▶ Provided text
Question

I need a little help with finding the derivative. if you could please explain step by step. I would really appreciate it.
Find the derivative of f(x) = 5/x at x = -1

Answer 1

i am only in pre-calc btw

Answer 2

just in case you use a calc shortcut

Answer 3

not sure ... how to cover it then.... because using Limits, would be calc, and using the power rule will also be calc.....

Answer 4

hmmm well.. actually limits would be precalc so

Answer 5

what was included in the lesson was (f(x+h)-f(x))/h

Answer 6

to find derivative

Answer 7

\(\bf lim_{x\to -1}\quad \cfrac{5}{x}\) will do IMO

Answer 8

there are answer choices though

Answer 9

and thats not the derivative

Answer 10

im just not sure how to move everything out of the numerator's denominator

Answer 11

have you been taught how to do \[f'(a) = \lim_{x \rightarrow a} \frac{ f(x)- f(a) }{ x-a }\]

Answer 12

no

Answer 13

\(\bf lim_{x\to -1}\quad \cfrac{5}{x}\implies lim_{h\to 0}\quad \cfrac{f(x+h)-f(x)}{h}\\ \quad \\
\implies lim_{h\to 0}\quad \cfrac{\frac{5}{x+h}-\frac{5}{x}}{h}\implies lim_{h\to 0}\quad \cfrac{\frac{5x-5x-5h}{x(x+h)}}{h}\\ \quad \\
lim_{h\to 0}\quad \cfrac{\frac{-5h}{x(x+h)}}{h}\implies lim_{h\to 0}\quad \cfrac{-5h}{x(x+h)}\cdot \cfrac{1}{h}\implies \cfrac{-5}{x(x+h)}\)

▶ Problems
1. Output the forum thread on finding a derivative in full, reproducing every line unchanged.
2. Format as a numbered list the lines of the rows from the line that contains "of the fingers" to the line that contains "pixel 80 812", both included, leaving out any blank lines.
The forum thread and the rows were taken from separate sources.

Excerpts from a point labeling dataset
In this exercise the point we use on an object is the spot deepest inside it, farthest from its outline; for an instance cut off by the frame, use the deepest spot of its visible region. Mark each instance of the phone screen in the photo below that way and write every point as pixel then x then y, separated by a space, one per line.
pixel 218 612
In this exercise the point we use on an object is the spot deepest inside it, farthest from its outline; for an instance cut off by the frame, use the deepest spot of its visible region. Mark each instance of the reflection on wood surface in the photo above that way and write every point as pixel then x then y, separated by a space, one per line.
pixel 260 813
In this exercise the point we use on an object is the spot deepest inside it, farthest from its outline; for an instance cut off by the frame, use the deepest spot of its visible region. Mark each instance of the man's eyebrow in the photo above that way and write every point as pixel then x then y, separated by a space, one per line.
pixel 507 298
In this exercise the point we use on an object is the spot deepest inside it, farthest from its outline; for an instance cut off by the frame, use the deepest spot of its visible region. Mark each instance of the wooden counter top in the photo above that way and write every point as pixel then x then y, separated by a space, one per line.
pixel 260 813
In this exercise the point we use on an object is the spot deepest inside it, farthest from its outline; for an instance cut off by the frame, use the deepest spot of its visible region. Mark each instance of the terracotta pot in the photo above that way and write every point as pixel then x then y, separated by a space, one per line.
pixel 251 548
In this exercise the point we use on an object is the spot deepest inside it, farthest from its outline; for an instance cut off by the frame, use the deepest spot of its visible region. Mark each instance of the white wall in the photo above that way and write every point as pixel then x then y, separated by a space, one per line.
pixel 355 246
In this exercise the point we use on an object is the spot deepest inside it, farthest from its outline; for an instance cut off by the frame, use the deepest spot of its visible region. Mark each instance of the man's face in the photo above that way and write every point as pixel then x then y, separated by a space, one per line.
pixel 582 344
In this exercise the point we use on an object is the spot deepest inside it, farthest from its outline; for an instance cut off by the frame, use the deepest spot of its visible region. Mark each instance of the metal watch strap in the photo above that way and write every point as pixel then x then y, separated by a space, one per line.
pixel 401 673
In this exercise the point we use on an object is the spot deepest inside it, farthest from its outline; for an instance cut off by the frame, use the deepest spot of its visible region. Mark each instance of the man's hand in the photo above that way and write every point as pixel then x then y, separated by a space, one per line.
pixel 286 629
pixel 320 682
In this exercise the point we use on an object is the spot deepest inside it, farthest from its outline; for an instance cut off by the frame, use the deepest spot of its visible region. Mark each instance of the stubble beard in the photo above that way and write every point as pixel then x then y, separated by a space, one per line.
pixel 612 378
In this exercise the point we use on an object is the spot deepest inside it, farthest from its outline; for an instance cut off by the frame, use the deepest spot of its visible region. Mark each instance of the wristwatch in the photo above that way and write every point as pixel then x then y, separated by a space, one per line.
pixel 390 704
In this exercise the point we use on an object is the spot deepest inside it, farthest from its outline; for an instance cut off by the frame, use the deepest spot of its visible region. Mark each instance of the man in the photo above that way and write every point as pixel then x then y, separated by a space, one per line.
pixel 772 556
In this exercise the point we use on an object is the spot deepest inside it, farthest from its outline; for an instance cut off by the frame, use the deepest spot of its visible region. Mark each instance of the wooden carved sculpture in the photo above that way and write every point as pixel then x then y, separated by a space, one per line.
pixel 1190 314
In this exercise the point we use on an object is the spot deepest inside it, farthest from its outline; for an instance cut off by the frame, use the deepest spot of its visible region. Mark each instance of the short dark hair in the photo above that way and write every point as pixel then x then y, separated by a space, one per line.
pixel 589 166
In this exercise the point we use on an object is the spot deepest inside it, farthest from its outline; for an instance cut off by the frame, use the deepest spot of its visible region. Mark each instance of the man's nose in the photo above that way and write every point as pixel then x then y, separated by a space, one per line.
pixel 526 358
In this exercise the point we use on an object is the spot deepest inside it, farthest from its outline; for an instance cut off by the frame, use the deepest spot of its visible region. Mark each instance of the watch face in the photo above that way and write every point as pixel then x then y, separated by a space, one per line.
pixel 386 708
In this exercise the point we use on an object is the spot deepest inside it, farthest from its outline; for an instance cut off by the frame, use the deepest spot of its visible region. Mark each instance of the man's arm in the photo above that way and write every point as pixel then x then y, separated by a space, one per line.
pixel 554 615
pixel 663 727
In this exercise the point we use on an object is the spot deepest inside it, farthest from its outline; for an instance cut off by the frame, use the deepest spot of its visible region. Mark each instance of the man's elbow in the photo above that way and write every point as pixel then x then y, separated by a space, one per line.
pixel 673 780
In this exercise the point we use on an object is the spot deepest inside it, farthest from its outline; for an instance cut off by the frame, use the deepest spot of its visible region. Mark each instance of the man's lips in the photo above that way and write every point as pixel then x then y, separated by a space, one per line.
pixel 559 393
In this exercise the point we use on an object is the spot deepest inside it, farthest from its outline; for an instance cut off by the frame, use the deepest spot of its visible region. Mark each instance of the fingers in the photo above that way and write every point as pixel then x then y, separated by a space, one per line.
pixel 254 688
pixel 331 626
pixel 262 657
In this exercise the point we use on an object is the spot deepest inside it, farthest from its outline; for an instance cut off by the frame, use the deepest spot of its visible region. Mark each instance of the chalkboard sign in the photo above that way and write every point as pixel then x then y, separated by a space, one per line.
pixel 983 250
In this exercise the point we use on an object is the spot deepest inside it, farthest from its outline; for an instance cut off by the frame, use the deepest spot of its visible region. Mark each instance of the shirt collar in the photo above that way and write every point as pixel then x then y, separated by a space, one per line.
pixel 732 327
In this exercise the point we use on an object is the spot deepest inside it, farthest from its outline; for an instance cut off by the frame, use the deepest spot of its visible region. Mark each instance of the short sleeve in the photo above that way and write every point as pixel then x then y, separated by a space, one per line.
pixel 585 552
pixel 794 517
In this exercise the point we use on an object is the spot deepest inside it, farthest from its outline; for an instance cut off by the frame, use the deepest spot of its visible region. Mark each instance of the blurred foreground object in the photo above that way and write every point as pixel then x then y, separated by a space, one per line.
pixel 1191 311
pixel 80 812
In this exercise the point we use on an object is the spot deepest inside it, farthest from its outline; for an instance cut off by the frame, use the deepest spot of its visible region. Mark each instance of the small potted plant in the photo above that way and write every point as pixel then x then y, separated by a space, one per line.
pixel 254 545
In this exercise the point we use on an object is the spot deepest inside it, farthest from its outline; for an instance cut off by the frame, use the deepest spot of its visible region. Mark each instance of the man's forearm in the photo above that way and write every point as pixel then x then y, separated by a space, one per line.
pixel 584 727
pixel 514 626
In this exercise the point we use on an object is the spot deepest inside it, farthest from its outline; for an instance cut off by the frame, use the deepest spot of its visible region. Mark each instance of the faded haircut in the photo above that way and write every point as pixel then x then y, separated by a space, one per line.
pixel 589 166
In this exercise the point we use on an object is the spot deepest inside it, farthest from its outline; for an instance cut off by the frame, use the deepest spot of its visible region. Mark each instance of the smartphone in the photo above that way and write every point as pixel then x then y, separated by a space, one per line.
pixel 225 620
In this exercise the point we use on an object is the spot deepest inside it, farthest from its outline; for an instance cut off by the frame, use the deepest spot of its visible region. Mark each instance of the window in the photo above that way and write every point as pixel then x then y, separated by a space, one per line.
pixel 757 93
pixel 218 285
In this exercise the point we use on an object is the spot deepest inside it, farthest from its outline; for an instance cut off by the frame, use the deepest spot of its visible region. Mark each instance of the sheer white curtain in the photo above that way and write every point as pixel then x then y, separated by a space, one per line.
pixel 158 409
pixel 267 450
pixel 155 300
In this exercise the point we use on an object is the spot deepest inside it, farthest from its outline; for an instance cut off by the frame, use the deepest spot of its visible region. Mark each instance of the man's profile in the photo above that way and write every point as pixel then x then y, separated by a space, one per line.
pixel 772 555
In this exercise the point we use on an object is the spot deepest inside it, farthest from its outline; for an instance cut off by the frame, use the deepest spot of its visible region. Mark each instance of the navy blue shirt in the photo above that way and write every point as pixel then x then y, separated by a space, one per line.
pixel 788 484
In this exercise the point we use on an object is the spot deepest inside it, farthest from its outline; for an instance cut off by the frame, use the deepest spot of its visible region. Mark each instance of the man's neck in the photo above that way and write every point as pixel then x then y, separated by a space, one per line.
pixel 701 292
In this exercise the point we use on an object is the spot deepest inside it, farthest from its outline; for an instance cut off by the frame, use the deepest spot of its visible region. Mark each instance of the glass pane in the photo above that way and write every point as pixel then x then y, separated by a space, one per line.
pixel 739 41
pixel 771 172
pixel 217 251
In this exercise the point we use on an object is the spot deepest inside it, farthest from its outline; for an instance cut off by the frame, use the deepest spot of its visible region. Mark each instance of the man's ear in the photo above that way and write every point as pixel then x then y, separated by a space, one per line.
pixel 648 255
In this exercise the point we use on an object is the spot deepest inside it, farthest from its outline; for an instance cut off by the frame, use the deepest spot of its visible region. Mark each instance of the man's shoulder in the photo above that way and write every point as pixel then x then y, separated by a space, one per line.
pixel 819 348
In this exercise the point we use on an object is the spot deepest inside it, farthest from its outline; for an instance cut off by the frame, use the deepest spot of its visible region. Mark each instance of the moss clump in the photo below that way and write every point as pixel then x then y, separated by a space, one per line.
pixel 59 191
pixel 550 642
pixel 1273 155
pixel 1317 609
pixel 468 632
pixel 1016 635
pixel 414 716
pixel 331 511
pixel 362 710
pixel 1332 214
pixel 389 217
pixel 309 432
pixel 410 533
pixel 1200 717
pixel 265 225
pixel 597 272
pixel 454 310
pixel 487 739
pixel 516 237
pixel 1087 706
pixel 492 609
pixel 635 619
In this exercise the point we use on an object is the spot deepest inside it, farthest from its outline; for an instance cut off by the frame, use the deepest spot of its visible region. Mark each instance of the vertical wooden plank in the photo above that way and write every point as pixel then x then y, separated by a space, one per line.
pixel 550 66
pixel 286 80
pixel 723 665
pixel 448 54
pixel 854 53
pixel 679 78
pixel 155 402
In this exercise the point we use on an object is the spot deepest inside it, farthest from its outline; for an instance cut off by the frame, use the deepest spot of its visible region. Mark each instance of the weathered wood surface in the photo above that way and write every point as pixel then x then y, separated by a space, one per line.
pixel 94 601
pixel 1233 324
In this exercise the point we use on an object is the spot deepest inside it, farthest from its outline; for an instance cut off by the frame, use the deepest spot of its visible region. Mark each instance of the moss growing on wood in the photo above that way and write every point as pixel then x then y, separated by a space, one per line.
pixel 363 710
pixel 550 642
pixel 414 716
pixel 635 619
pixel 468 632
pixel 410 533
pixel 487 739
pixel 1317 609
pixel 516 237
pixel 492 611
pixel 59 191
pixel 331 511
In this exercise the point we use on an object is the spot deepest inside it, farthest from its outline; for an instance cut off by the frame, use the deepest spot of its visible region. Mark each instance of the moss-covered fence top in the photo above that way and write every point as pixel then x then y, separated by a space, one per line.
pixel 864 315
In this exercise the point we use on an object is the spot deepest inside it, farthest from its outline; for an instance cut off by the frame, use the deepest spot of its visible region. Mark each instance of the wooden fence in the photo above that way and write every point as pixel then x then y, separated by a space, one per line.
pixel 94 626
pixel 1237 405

▶ Exercise responses
1.
Question

I need a little help with finding the derivative. if you could please explain step by step. I would really appreciate it.
Find the derivative of f(x) = 5/x at x = -1

Answer 1

i am only in pre-calc btw

Answer 2

just in case you use a calc shortcut

Answer 3

not sure ... how to cover it then.... because using Limits, would be calc, and using the power rule will also be calc.....

Answer 4

hmmm well.. actually limits would be precalc so

Answer 5

what was included in the lesson was (f(x+h)-f(x))/h

Answer 6

to find derivative

Answer 7

\(\bf lim_{x\to -1}\quad \cfrac{5}{x}\) will do IMO

Answer 8

there are answer choices though

Answer 9

and thats not the derivative

Answer 10

im just not sure how to move everything out of the numerator's denominator

Answer 11

have you been taught how to do \[f'(a) = \lim_{x \rightarrow a} \frac{ f(x)- f(a) }{ x-a }\]

Answer 12

no

Answer 13

\(\bf lim_{x\to -1}\quad \cfrac{5}{x}\implies lim_{h\to 0}\quad \cfrac{f(x+h)-f(x)}{h}\\ \quad \\
\implies lim_{h\to 0}\quad \cfrac{\frac{5}{x+h}-\frac{5}{x}}{h}\implies lim_{h\to 0}\quad \cfrac{\frac{5x-5x-5h}{x(x+h)}}{h}\\ \quad \\
lim_{h\to 0}\quad \cfrac{\frac{-5h}{x(x+h)}}{h}\implies lim_{h\to 0}\quad \cfrac{-5h}{x(x+h)}\cdot \cfrac{1}{h}\implies \cfrac{-5}{x(x+h)}\)

2.
1. In this exercise the point we use on an object is the spot deepest inside it, farthest from its outline; for an instance cut off by the frame, use the deepest spot of its visible region. Mark each instance of the fingers in the photo above that way and write every point as pixel then x then y, separated by a space, one per line.
2. pixel 254 688
3. pixel 331 626
4. pixel 262 657
5. In this exercise the point we use on an object is the spot deepest inside it, farthest from its outline; for an instance cut off by the frame, use the deepest spot of its visible region. Mark each instance of the chalkboard sign in the photo above that way and write every point as pixel then x then y, separated by a space, one per line.
6. pixel 983 250
7. In this exercise the point we use on an object is the spot deepest inside it, farthest from its outline; for an instance cut off by the frame, use the deepest spot of its visible region. Mark each instance of the shirt collar in the photo above that way and write every point as pixel then x then y, separated by a space, one per line.
8. pixel 732 327
9. In this exercise the point we use on an object is the spot deepest inside it, farthest from its outline; for an instance cut off by the frame, use the deepest spot of its visible region. Mark each instance of the short sleeve in the photo above that way and write every point as pixel then x then y, separated by a space, one per line.
10. pixel 585 552
11. pixel 794 517
12. In this exercise the point we use on an object is the spot deepest inside it, farthest from its outline; for an instance cut off by the frame, use the deepest spot of its visible region. Mark each instance of the blurred foreground object in the photo above that way and write every point as pixel then x then y, separated by a space, one per line.
13. pixel 1191 311
14. pixel 80 812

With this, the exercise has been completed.